__Exercise__.
Set down every line of the material below word for word, with no additions or omissions.

__Position annotation records__.
>>

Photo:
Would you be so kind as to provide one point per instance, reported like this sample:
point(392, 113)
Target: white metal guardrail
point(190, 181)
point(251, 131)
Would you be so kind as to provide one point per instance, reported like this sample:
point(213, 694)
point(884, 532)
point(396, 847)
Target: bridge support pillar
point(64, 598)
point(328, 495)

<<

__Full answer__.
Photo:
Would you be so kind as to provide one point per instance, reported like this sample:
point(392, 113)
Target: white metal guardrail
point(190, 181)
point(251, 131)
Would you be so kind as to provide one point per instance, reported like this sample:
point(213, 694)
point(884, 532)
point(396, 847)
Target: bridge support pillar
point(64, 598)
point(328, 495)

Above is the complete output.